▶ [Stated problem]
Locate every row below that contains the word "shallow" and copy each of those rows.

▶ [Record excerpts]

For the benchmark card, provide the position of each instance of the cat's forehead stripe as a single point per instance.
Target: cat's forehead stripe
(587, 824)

--

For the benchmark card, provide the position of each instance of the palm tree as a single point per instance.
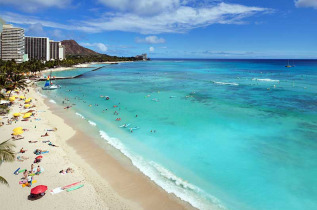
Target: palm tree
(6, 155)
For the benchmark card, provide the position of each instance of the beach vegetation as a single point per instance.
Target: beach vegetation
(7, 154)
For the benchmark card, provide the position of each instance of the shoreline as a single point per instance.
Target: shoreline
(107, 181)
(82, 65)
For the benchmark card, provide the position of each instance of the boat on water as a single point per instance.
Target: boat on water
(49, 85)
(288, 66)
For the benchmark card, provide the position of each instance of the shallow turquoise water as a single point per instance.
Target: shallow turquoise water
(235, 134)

▶ [Task solution]
For the benchmark card, provide the position of each instance of the shallow turquoise water as a single point per instance.
Target: shallow turquoise water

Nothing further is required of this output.